Reproduce the records below verbatim, line for line and in their original order, omitting the pictures.

---*---

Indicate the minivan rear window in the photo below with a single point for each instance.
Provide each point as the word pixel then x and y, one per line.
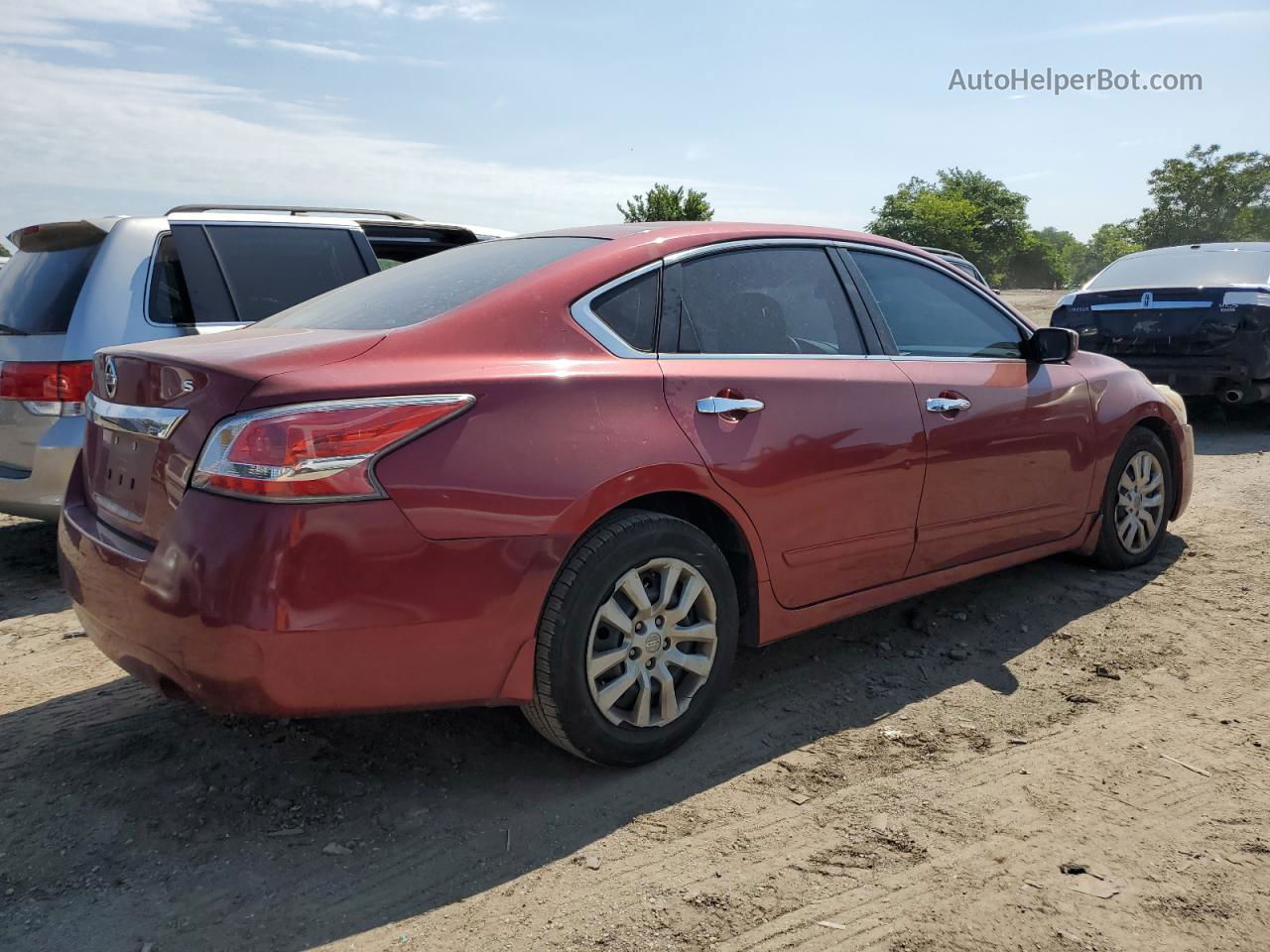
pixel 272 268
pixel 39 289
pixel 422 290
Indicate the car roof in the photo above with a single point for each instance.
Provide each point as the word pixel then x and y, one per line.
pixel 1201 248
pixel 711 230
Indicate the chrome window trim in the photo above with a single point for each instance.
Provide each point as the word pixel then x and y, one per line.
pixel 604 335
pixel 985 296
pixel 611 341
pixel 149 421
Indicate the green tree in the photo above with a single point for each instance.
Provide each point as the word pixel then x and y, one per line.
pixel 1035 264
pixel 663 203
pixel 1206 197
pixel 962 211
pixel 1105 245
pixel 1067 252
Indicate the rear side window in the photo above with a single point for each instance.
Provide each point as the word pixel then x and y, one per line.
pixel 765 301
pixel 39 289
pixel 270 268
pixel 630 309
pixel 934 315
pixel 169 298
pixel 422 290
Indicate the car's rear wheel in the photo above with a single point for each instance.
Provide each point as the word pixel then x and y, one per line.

---*---

## Written answer
Indicate the minivan rear window in the photo below with a single point for each instance.
Provide each point as the word pixel then x and y, one per line.
pixel 272 268
pixel 39 289
pixel 422 290
Indicate the car roof in the photo above with a single point for each instance.
Provide each point as the word pixel then x and y, one per line.
pixel 1201 248
pixel 711 230
Indicate the chrome window trim in the photo above with a single point for each instance.
Provide each point as the word pixel then x and y, one per line.
pixel 604 335
pixel 985 296
pixel 611 341
pixel 149 421
Indicate the green tree in the photo above with a single point for each instance.
Provide each point as the word pixel then x and y, one per line.
pixel 1035 264
pixel 663 203
pixel 1206 197
pixel 962 211
pixel 1105 245
pixel 1067 252
Indicate the rear side window in the photo above with a single point for each instance.
Provide each point as the word pixel then x and y, one per line.
pixel 765 301
pixel 39 289
pixel 270 268
pixel 630 309
pixel 934 315
pixel 169 298
pixel 422 290
Indicate the car's rear wheel in the photo above with a single point for each instance.
Provide each point as the word pixel then x and y, one per line.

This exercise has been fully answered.